■ **Task brief**
Copy each of the following items word for word, with nothing altered.

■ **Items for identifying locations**
= = = = = = =

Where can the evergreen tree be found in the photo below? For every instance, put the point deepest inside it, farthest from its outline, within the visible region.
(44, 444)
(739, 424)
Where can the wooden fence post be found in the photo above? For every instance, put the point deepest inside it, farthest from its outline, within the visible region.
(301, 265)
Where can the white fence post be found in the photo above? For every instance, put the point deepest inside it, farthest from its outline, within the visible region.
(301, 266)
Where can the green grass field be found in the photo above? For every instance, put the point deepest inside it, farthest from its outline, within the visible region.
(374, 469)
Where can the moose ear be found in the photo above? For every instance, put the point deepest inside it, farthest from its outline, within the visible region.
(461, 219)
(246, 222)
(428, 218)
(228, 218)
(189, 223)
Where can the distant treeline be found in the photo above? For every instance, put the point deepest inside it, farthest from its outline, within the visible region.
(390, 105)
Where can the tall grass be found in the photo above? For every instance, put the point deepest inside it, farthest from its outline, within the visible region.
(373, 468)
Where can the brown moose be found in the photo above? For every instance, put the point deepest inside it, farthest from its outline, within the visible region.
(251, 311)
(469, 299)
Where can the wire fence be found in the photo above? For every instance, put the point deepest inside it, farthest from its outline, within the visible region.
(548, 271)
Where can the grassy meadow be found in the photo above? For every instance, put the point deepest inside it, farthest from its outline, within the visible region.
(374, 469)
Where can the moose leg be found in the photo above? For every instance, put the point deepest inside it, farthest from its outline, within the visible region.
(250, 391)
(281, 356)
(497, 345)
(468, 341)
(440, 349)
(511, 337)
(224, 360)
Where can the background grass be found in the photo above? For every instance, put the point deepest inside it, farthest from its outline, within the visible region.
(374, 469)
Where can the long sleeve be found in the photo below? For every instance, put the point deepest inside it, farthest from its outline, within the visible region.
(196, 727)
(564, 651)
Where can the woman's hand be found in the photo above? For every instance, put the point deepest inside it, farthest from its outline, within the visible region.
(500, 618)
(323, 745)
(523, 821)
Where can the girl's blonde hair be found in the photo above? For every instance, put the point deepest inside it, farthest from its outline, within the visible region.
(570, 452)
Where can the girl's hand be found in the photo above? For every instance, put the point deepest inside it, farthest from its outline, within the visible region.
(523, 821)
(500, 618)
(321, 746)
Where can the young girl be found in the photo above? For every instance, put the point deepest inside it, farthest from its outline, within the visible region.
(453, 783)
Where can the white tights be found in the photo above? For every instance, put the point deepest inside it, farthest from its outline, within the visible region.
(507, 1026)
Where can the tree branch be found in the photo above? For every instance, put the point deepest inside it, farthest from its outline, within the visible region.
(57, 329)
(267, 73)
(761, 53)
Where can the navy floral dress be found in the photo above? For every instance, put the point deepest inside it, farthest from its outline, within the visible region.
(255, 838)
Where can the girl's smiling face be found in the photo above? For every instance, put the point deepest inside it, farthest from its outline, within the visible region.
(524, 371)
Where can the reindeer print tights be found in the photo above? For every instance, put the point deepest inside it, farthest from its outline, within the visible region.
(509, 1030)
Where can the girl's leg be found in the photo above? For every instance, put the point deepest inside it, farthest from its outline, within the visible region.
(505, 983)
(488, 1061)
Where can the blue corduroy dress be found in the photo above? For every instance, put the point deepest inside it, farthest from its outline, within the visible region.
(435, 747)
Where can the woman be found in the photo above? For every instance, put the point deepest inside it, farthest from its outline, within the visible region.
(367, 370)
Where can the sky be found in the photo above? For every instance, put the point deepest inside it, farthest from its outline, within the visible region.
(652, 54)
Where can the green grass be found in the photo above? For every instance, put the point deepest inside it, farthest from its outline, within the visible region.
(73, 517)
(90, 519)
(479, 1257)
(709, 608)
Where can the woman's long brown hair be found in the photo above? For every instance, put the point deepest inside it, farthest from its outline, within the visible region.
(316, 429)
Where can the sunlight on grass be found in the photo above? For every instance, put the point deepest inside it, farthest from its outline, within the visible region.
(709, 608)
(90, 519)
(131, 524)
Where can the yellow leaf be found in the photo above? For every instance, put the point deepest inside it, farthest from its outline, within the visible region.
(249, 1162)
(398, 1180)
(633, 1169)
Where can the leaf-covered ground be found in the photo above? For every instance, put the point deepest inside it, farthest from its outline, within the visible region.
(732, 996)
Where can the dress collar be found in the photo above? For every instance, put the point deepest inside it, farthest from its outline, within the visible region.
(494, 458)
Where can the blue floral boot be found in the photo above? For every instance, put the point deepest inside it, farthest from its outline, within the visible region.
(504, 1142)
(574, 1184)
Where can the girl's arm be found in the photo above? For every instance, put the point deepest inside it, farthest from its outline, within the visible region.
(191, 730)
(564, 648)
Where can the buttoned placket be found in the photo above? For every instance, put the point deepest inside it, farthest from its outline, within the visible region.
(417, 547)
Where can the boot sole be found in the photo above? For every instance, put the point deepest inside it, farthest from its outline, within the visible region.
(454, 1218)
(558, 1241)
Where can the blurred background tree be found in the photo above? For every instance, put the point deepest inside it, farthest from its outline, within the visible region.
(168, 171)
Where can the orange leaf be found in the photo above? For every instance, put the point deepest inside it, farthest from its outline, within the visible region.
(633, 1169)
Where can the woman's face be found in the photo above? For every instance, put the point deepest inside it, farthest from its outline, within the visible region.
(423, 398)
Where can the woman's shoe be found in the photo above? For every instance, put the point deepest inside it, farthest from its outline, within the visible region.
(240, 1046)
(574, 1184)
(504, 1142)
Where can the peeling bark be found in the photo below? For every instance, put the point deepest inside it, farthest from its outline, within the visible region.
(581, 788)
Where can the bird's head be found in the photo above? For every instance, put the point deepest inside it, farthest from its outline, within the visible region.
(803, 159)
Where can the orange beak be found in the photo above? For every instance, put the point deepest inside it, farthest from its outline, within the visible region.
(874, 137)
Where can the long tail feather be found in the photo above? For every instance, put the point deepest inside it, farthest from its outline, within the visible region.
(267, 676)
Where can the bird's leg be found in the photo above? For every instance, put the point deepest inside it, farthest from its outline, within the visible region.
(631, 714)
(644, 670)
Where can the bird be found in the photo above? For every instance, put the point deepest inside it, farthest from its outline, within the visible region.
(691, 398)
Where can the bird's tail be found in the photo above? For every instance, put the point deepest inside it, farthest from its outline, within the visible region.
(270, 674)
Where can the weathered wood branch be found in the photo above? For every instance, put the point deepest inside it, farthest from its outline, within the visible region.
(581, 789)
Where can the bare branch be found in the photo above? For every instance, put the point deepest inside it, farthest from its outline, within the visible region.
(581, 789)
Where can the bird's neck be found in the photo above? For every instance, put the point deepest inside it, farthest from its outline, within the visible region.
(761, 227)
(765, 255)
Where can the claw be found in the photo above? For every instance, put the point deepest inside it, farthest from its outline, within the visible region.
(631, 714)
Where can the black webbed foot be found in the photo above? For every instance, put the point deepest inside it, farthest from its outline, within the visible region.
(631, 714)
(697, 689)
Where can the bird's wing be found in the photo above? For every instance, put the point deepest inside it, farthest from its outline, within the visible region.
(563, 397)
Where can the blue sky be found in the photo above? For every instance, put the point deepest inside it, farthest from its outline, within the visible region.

= = = = = = =

■ **Full answer**
Where can the evergreen tree be found in the photo below? For every instance, put the point deepest inside it, farthest from its outline, within the visible region.
(44, 444)
(739, 424)
Where can the wooden fence post be found in the photo above? For every instance, put the point deepest inside it, farthest from its outline, within the visible region.
(301, 265)
Where can the white fence post be found in the photo above? For every instance, put the point deepest inside it, farthest from its outline, within the visible region.
(301, 266)
Where can the green grass field be found in the photo above? For every instance, put the point deepest inside it, farthest from its outline, within the visible region.
(374, 469)
Where can the moose ear be found in the photo above? For every instance, put the point deepest inside it, farthest from its outline, within the visible region.
(461, 219)
(246, 222)
(428, 218)
(228, 218)
(189, 223)
Where can the distant treeline be found in the photo above? For every instance, put the point deepest inside it, farthest from its outline, within the visible region.
(390, 105)
Where can the tall grass be found in the photo above? For every instance, put the point deepest inside it, farthest from its outline, within the visible region.
(373, 468)
Where can the brown moose be found in the photo above? For every instance, put the point deepest inside it, farthest from its outline, within the visible region.
(251, 311)
(469, 299)
Where can the wire fence be found in the photo above? For every instance, put the point deepest inside it, farthest from its outline, within the visible region.
(548, 271)
Where can the grassy meadow be found in the photo above? For every instance, put the point deepest inside it, farthest from its outline, within the visible region.
(374, 469)
Where can the moose leg be found in the photo above? For every instance, put the point deepest inside it, farthest from its outline, within the visible region.
(250, 391)
(281, 356)
(497, 345)
(468, 341)
(440, 349)
(511, 337)
(224, 360)
Where can the background grass be found in the photo above? For every instance, put the point deepest inside it, farthest from its outline, within the visible region.
(374, 469)
Where can the long sleeve be found in the photo below? For every instance, put the point deepest inside it, farthest from its outline, within the visible region.
(196, 727)
(564, 651)
Where can the woman's hand be found in the photo above? For every instance, put the point deepest inside it, farthest from its outline, within the visible region.
(500, 618)
(323, 745)
(523, 821)
Where can the girl's blonde hair be found in the photo above? For every instance, put the point deepest inside it, farthest from its outline, within the visible region.
(570, 452)
Where can the girl's hand be found in the photo above? For every instance, put the point deepest inside it, farthest from its outline, within the visible region.
(523, 821)
(500, 618)
(321, 746)
Where can the young girl be found in the photo above? For every instance, put the point deepest inside it, farthest from its outline, within the visible region.
(453, 783)
Where can the white tights be found in the photo above? For every instance, put the point deepest inside it, farthest from its outline, within the visible region.
(507, 1026)
Where can the tree branch be found in the photo above? For every instance, put the point deepest inside it, farthest from its outline, within the visible region.
(57, 329)
(267, 73)
(761, 53)
Where can the navy floral dress be found in the photo above? For every instance, put the point deepest inside it, farthest from its outline, within the visible region.
(255, 838)
Where can the girl's smiling face be found in the photo above? For every instance, put the point deepest inside it, farthest from its outline, within the visible region.
(524, 371)
Where can the reindeer print tights be found in the photo above? For every instance, put the point deepest inside it, farthest from its outline, within the visible region.
(509, 1030)
Where can the girl's leg be found in the photo above? For every instance, put the point deepest inside it, farthest from its outline, within the visible region.
(505, 983)
(488, 1061)
Where can the blue corduroy dress be found in the photo above? For every instance, put the point deepest inside it, farthest from its outline, within the visible region.
(435, 747)
Where can the woman be found in the photo above? For every instance, put the point deepest inside it, farthest from its outline, within the visible region.
(367, 370)
Where can the sky be found in the photo above? For every instance, put the point deepest inside it, farthest from its outline, within the visible region.
(652, 54)
Where can the green grass be found in the photo above? For every instance, put the point deepest inside it, farthest from its outline, within the visible region.
(73, 517)
(90, 519)
(479, 1257)
(709, 608)
Where can the woman's long brown hair be found in the photo above? For every instance, put the point deepest inside it, farthest from its outline, within the visible region.
(316, 429)
Where can the sunlight on grass be found in the photo above? For every instance, put the point deepest inside it, farthest from its outline, within the visible region.
(709, 608)
(90, 519)
(131, 524)
Where can the yellow leaf be found in the photo above? For every instance, put the point deepest inside it, farthest from its outline, within the visible region.
(249, 1162)
(398, 1180)
(633, 1169)
Where can the leaf-covered ground be found in the photo above? For every instance, put the point deepest inside it, farthest from its outline, within the visible region.
(732, 996)
Where can the dress collar be found in the photo above? For every instance, put the point deepest inside it, farthest from its outline, within the visible region.
(494, 458)
Where can the blue floral boot be found in the photo above? For every instance, put the point deepest inside it, farthest from its outline, within the visible region.
(504, 1142)
(574, 1184)
Where can the girl's arm be found in the photo above? For every instance, put the point deepest inside it, farthest from its outline, within the visible region.
(191, 730)
(564, 648)
Where can the buttoned placket be found in the photo above? For every instance, put the point deepest inside it, farthest from its outline, within the visible region.
(417, 547)
Where can the boot sole be found in the photo above? For every instance, put the point deepest inside it, farthest from its outline, within the visible region.
(454, 1218)
(558, 1241)
Where can the blurred background tree be found in the photo above? For every instance, put the point deepest inside it, farthest from its outline, within the visible region.
(168, 171)
Where can the orange leaf be found in the photo above? For every instance, put the point deepest inside it, farthest from its outline, within the visible region.
(633, 1169)
Where can the woman's face be found in the photo above? For every instance, put the point deepest inside it, farthest from its outline, within the visible region.
(423, 398)
Where can the woman's shoe be found in the photo above? For every instance, put the point deepest inside it, farthest from its outline, within the visible region.
(240, 1046)
(574, 1184)
(504, 1142)
Where can the peeling bark be found in the photo below? For every instance, put the point deepest inside it, farthest from its outline, within the visible region.
(581, 788)
Where can the bird's head be found in the photo above? For every instance, put the point deepest inside it, farthest from its outline, within the visible region.
(803, 159)
Where can the orange beak be found in the photo above? For every instance, put the point deepest inside it, farthest from its outline, within the visible region.
(874, 137)
Where can the long tail feather be found in the photo above? For every instance, put the point deepest inside it, farthest from its outline, within the visible region.
(267, 676)
Where can the bird's leg be found in the photo above? For every instance, put the point deepest inside it, farthest from its outline, within the visible region.
(631, 714)
(644, 670)
Where can the bird be found in the photo above? For every instance, put the point deepest inside it, farthest from its outline, within the visible region.
(691, 398)
Where can the bird's tail be found in the photo above? For every instance, put the point deepest inside it, farthest from its outline, within the visible region.
(270, 674)
Where can the weathered wood branch be found in the photo above? For every instance, put the point deepest inside it, farthest from its outline, within the visible region.
(581, 789)
Where can the bare branch be found in the photo above? For every instance, put the point deepest inside it, farthest from its outline, within the visible region.
(581, 789)
Where can the bird's neck be found in the photo above? For every instance, put the point deepest inside it, farthest from its outline, within the visible region.
(761, 227)
(765, 255)
Where can the claw be found in the photo above? For every instance, put the point deepest inside it, farthest from its outline, within the visible region.
(631, 714)
Where can the black webbed foot be found in the photo above? For every instance, put the point deepest inside it, farthest from its outline, within the visible region.
(631, 714)
(697, 689)
Where can the bird's wing be found in the photo above? For every instance, put the point deepest inside it, farthest from its outline, within the visible region.
(563, 397)
Where can the blue sky be found in the photo above? For every instance, put the point deepest inside it, farthest from its outline, within the visible region.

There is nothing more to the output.